→ Given data:

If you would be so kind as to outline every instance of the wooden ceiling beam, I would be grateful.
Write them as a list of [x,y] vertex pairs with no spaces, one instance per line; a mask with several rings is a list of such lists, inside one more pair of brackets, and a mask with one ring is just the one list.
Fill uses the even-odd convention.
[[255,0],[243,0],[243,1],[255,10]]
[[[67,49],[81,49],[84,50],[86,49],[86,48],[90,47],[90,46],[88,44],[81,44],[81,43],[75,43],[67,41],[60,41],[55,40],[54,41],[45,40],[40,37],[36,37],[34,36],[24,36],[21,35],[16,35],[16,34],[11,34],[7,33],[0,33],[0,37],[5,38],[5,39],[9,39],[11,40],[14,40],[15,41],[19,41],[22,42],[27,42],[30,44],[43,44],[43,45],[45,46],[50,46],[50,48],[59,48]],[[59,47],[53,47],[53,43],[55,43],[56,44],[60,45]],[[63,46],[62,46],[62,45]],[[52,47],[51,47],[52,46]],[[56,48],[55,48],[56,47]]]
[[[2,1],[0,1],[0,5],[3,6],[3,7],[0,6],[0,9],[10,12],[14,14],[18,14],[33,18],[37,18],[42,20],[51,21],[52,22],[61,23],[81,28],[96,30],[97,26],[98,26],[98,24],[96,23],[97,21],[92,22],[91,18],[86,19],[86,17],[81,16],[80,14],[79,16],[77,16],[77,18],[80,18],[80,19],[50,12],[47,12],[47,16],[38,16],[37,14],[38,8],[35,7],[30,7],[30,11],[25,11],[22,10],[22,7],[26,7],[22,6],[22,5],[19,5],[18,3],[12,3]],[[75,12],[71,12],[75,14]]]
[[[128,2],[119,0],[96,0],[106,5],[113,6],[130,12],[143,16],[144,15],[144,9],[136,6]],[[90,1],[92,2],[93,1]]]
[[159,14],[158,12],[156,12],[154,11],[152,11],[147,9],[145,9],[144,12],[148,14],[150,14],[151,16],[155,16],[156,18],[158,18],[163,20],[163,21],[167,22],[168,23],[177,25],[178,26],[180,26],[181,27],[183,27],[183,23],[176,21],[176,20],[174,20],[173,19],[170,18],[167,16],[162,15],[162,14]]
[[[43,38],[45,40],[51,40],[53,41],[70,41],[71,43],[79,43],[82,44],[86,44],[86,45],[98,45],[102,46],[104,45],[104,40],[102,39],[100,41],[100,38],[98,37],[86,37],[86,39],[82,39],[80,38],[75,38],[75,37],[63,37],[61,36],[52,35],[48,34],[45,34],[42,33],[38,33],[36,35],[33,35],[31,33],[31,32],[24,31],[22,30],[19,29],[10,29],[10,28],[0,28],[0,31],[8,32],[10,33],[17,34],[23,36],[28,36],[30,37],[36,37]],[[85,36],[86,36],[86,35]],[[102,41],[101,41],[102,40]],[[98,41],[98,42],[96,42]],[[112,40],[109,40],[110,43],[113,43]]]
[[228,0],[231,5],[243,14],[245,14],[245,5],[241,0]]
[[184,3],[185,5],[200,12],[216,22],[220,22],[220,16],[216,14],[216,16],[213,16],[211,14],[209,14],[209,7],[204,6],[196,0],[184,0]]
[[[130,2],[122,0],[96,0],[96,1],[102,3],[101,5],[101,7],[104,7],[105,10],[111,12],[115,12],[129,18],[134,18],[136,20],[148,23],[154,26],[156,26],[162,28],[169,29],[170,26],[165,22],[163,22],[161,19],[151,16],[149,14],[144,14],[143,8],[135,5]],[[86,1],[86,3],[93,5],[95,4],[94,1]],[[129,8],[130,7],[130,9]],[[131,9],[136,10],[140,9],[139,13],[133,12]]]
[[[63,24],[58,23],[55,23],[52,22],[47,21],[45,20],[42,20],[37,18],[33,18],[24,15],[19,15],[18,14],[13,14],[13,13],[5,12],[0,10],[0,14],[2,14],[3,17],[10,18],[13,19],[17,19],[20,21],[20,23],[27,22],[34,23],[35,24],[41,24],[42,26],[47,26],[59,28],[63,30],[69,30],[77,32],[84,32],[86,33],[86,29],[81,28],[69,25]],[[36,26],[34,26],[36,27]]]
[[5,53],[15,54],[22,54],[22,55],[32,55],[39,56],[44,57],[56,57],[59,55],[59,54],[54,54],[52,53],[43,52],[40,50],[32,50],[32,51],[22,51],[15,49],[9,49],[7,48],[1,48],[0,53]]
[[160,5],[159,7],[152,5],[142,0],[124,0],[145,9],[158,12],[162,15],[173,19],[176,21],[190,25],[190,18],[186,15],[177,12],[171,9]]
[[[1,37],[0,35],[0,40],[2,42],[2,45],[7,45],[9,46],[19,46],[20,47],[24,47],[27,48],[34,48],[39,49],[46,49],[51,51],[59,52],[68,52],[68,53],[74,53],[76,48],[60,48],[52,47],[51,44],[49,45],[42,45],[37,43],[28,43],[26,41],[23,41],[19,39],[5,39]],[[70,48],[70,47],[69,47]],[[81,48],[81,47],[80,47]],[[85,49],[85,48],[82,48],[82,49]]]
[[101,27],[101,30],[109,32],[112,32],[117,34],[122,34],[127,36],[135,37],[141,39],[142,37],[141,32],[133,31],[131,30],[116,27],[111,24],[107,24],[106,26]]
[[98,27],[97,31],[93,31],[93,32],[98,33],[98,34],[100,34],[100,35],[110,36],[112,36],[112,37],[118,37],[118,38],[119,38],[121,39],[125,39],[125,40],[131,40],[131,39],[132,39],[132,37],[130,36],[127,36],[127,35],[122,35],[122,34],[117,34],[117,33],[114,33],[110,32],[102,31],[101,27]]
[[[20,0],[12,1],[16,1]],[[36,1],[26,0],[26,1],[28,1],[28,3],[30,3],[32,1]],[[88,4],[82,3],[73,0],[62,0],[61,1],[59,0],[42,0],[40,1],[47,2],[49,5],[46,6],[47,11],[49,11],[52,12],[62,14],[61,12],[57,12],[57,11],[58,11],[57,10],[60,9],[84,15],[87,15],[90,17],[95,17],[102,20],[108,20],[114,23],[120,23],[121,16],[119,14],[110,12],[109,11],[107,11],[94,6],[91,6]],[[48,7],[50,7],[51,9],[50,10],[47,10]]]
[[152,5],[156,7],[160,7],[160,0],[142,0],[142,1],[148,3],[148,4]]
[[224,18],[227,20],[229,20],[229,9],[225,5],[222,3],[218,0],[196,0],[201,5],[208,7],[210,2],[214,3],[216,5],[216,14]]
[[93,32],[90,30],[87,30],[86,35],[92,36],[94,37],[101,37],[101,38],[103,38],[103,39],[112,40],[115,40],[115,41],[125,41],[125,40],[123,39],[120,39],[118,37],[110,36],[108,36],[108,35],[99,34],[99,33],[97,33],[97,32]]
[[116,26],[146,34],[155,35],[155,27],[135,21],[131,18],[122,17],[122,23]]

→ Written request: Return all of the entries above verbatim, reproducing each line without any change.

→ Answer for the task:
If you would be so kind as to outline every instance of the wooden ceiling beam, I would be grateful.
Write them as a list of [x,y] vertex pairs with no spaces, one instance per line; a mask with several rings is a list of such lists, inside one more pair of brackets, and a mask with one ring is just the one list.
Fill uses the even-odd convention.
[[255,0],[243,0],[243,1],[255,10]]
[[[67,49],[81,49],[84,50],[86,49],[86,48],[90,47],[90,46],[88,44],[81,44],[81,43],[75,43],[67,41],[60,41],[55,40],[54,41],[45,40],[40,37],[36,37],[34,36],[24,36],[21,35],[16,35],[16,34],[11,34],[7,33],[0,33],[0,37],[5,38],[5,39],[9,39],[11,40],[14,40],[15,41],[19,41],[22,42],[27,42],[30,44],[43,44],[43,45],[45,46],[50,46],[50,48],[59,48]],[[59,47],[53,47],[53,43],[55,43],[56,44],[60,45]],[[63,46],[62,46],[62,45]],[[52,47],[51,47],[52,46]],[[56,48],[55,48],[56,47]]]
[[[2,1],[0,1],[0,5],[3,6],[3,7],[0,6],[0,9],[10,12],[14,14],[18,14],[33,18],[37,18],[42,20],[51,21],[52,22],[61,23],[81,28],[96,30],[97,26],[98,26],[98,24],[96,23],[97,21],[92,22],[91,18],[86,19],[86,17],[81,16],[80,14],[79,16],[77,16],[77,18],[80,18],[80,19],[50,12],[47,12],[47,16],[38,16],[37,14],[38,8],[35,7],[30,7],[30,11],[25,11],[22,10],[22,7],[26,7],[22,6],[22,5],[19,5],[18,3],[12,3]],[[75,12],[71,12],[75,14]]]
[[[128,2],[119,0],[96,0],[106,5],[113,6],[130,12],[143,16],[144,15],[144,9],[136,6]],[[90,1],[92,2],[93,1]]]
[[159,14],[158,12],[156,12],[154,11],[152,11],[147,9],[145,9],[144,12],[148,14],[150,14],[151,16],[155,16],[156,18],[158,18],[163,20],[163,21],[167,22],[168,23],[177,25],[178,26],[180,26],[181,27],[183,27],[183,23],[176,21],[176,20],[174,20],[173,19],[170,18],[167,16],[162,15],[162,14]]
[[[43,38],[45,40],[51,40],[53,41],[70,41],[71,43],[79,43],[82,44],[86,44],[86,45],[98,45],[102,46],[104,45],[104,40],[102,39],[100,41],[100,38],[98,37],[86,37],[86,39],[82,39],[80,38],[75,38],[75,37],[63,37],[61,36],[52,35],[48,34],[45,34],[42,33],[38,33],[36,35],[33,35],[31,33],[31,32],[24,31],[22,30],[19,29],[10,29],[10,28],[0,28],[0,31],[8,32],[10,33],[17,34],[23,36],[28,36],[30,37],[36,37]],[[85,36],[86,36],[86,35]],[[102,41],[101,41],[102,40]],[[98,41],[98,42],[96,42]],[[112,40],[109,40],[110,43],[113,43]]]
[[228,0],[231,5],[243,14],[245,14],[245,5],[241,0]]
[[184,3],[185,5],[200,12],[216,22],[220,22],[220,16],[216,14],[216,16],[213,16],[211,14],[209,14],[209,7],[204,6],[196,0],[184,0]]
[[[130,2],[122,0],[96,0],[96,1],[102,3],[101,5],[101,7],[104,7],[105,10],[111,12],[115,12],[129,18],[134,18],[136,20],[148,23],[154,26],[156,26],[162,28],[169,29],[170,26],[165,22],[163,22],[161,19],[151,16],[149,14],[144,14],[143,8],[135,5]],[[86,1],[86,3],[93,5],[95,4],[94,1]],[[129,8],[130,7],[130,9]],[[131,9],[136,10],[140,9],[139,13],[133,12]]]
[[[63,24],[58,23],[55,23],[52,22],[47,21],[45,20],[42,20],[37,18],[33,18],[24,15],[19,15],[18,14],[13,14],[13,13],[5,12],[0,10],[0,14],[2,14],[3,17],[10,18],[13,19],[17,19],[20,21],[20,23],[27,22],[34,23],[35,24],[41,24],[42,26],[47,26],[59,28],[63,30],[69,30],[77,32],[84,32],[86,33],[86,29],[81,28],[69,25]],[[36,26],[34,26],[36,27]]]
[[5,53],[15,54],[22,54],[22,55],[32,55],[39,56],[44,57],[56,57],[59,55],[59,54],[54,54],[52,53],[43,52],[40,50],[32,50],[32,51],[22,51],[15,49],[9,49],[7,48],[1,48],[0,53]]
[[160,5],[159,7],[152,5],[142,0],[124,0],[145,9],[158,12],[162,15],[173,19],[176,21],[190,25],[190,18],[186,15],[177,12],[171,9]]
[[[1,37],[0,35],[0,40],[2,42],[2,45],[7,45],[9,46],[19,46],[20,47],[24,47],[27,48],[34,48],[39,49],[46,49],[51,51],[59,52],[68,52],[68,53],[74,53],[76,48],[60,48],[52,47],[51,44],[49,45],[42,45],[37,43],[28,43],[26,41],[23,41],[19,39],[5,39]],[[70,48],[70,47],[69,47]],[[81,48],[81,47],[80,47]],[[85,49],[85,48],[82,48],[82,49]]]
[[101,27],[101,30],[109,32],[112,32],[117,34],[122,34],[127,36],[135,37],[141,39],[142,37],[141,32],[133,31],[131,30],[116,27],[111,24],[107,24],[106,26]]
[[98,27],[97,31],[93,31],[93,32],[98,33],[98,34],[100,34],[100,35],[110,36],[112,36],[112,37],[118,37],[118,38],[119,38],[121,39],[125,39],[125,40],[131,40],[131,39],[132,39],[132,37],[130,36],[127,36],[127,35],[122,35],[122,34],[117,34],[117,33],[114,33],[110,32],[102,31],[101,27]]
[[[20,0],[12,1],[16,1]],[[36,1],[26,0],[26,1],[28,1],[28,3],[30,3],[32,1]],[[88,4],[82,3],[73,0],[62,0],[61,1],[59,0],[42,0],[40,1],[47,2],[49,5],[46,6],[47,11],[49,11],[52,12],[62,14],[61,12],[57,12],[57,11],[58,11],[57,10],[60,9],[84,15],[87,15],[90,17],[95,17],[102,20],[108,20],[114,23],[120,23],[121,16],[119,14],[110,12],[109,11],[107,11],[94,6],[91,6]],[[48,7],[50,7],[51,9],[50,10],[47,10]]]
[[152,5],[156,7],[160,7],[160,0],[142,0],[142,1],[148,3],[148,4]]
[[224,18],[227,20],[229,20],[229,9],[225,5],[222,3],[218,0],[196,0],[201,5],[208,7],[210,2],[214,3],[216,5],[216,14]]
[[93,32],[90,30],[87,30],[86,35],[92,36],[94,37],[101,37],[101,38],[103,38],[103,39],[112,40],[115,40],[115,41],[125,41],[125,40],[123,39],[120,39],[118,37],[110,36],[108,36],[108,35],[99,34],[99,33],[97,33],[97,32]]
[[116,26],[146,34],[155,35],[155,27],[135,21],[131,18],[122,17],[122,23]]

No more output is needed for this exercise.